Das wird auch für sie eine Umstellung, ich war ja nie vor 20 Uhr zu Hause. Ich hoffe, ich störe nicht allzu sehr. Aber ich freue mich auf die Me-Time, da gibt‘s genügend Hobbys. Ich bastele zum Beispiel an alten Autos herum. Man fragt sich hin und wieder, wo die Zeit geblieben ist. Wann war ich mal am Wochenende spontan mit der Familie unterwegs. Da komme ich auf fünf Finger maximal, weil Samstag und Sonntag ebenfalls trainiert wird. Das war privat nicht immer ganz leicht, das ist die Kehrseite der Medaille.
Können Sie loslassen?

----------

=== Arbeitsauftrag ===
Führe das Interview über mehr Zeit für Familie und Hobbys weiter, indem du die Antwort auf die letzte Frage schreibst.

=== Vorliegende Liste ===
----------

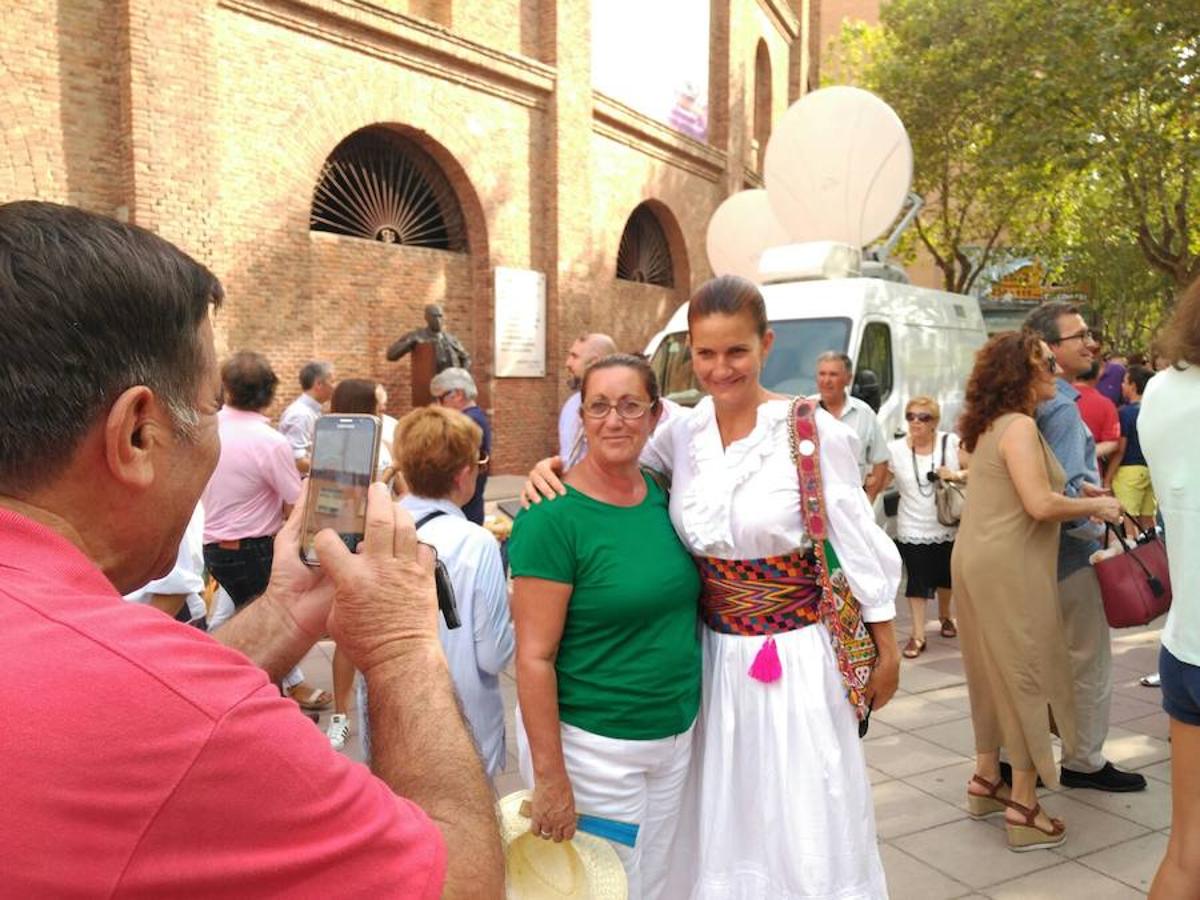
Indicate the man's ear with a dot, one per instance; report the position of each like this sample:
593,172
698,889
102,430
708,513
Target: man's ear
135,430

----------

=== Ergebnis ===
Ja definitiv. Ist doch toll, dass ich mein Hobby zum Beruf machen konnte und es ist ja ein super Job. Auch wenn man manchmal gerade zu Beginn Mädchen für alles gewesen ist, weil noch nicht alles so strukturiert war. Ich will nicht, dass man mir nahelegt zu gehen oder dass ich selbst das Gefühl habe, nichts mehr bewegen zu können. Und das Regattahaus werde ich aber ganz sicher nicht meiden. Dafür ist dieser Ort einfach zu schön.